| 题目 |
找出下列条目中所有含有单词“sink”的行，并将这些行原样抄录下来。

| 练习材料 |
· · ·
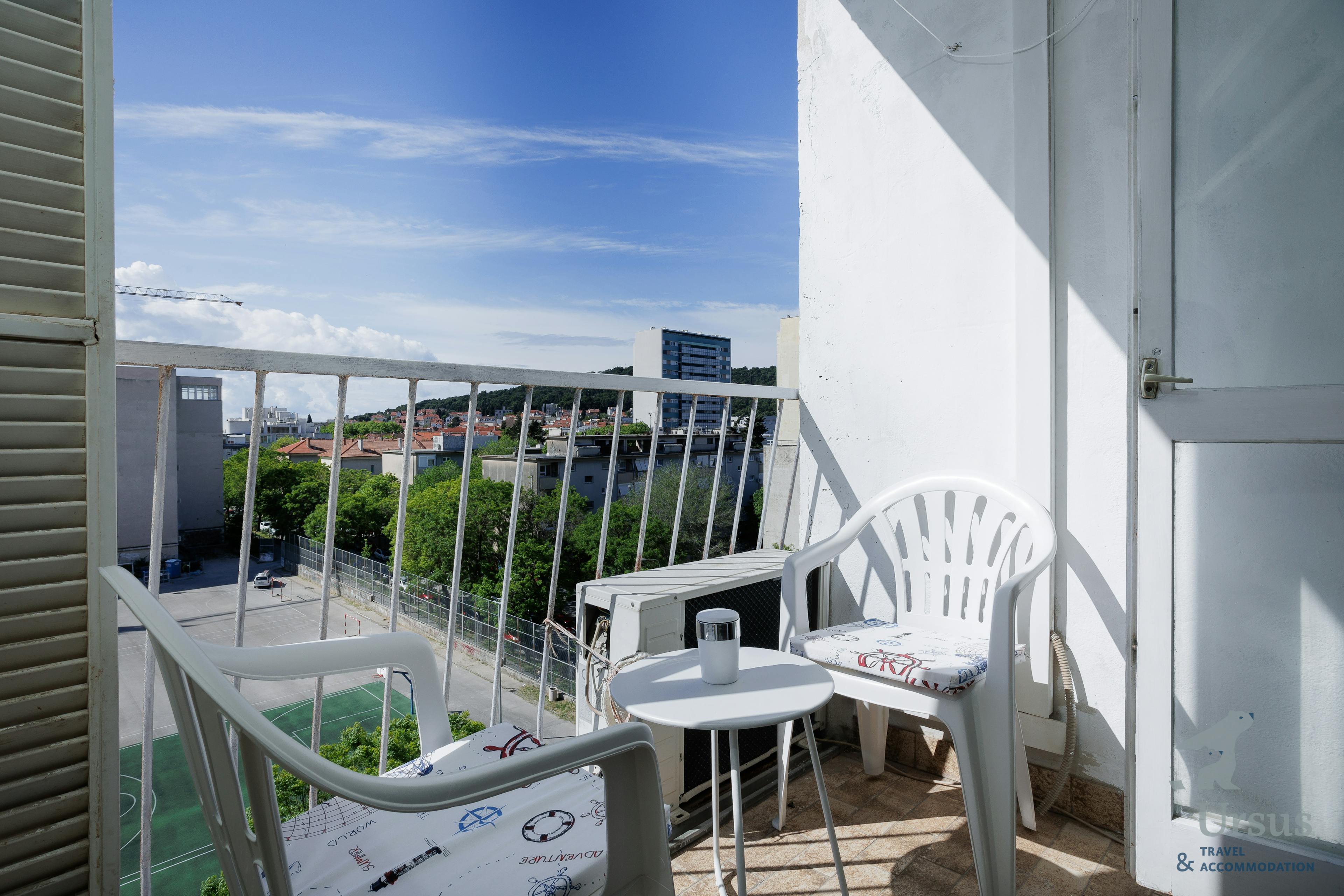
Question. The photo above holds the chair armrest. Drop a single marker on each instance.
· · ·
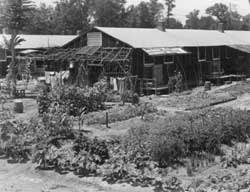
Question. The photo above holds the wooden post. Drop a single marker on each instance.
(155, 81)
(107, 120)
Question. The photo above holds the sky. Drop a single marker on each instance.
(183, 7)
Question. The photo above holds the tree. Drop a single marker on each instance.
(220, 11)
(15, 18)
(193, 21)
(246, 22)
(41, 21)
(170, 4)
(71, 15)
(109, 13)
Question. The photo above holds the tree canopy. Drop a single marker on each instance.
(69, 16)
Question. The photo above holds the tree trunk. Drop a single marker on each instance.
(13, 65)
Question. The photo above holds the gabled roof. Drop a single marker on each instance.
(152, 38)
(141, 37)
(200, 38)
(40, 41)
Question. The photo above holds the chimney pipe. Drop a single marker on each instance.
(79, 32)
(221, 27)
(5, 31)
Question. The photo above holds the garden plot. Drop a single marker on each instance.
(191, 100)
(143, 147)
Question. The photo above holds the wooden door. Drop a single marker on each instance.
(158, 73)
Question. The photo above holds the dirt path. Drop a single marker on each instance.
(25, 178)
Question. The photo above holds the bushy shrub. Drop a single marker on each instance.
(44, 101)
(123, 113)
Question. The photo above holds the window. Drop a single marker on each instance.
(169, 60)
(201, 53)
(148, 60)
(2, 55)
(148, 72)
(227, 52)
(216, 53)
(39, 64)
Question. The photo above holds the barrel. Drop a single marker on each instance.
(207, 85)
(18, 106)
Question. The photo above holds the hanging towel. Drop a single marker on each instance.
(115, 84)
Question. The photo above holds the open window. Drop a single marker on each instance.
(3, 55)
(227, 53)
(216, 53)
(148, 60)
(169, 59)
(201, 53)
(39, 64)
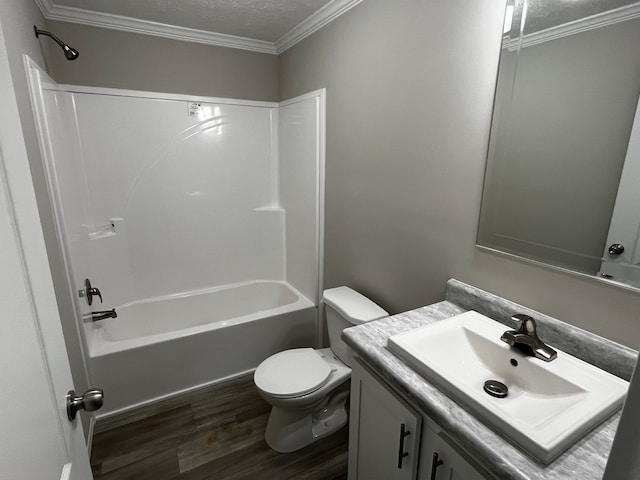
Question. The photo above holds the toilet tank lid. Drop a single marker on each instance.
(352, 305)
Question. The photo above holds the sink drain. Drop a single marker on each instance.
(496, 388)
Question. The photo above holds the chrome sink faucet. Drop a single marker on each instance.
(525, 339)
· · ·
| 答案 |
Question. The photo above holds the sink drain. Drop a single marker on each instance.
Question. The photo above holds the chrome sink faucet. Drop a single marker on each instance.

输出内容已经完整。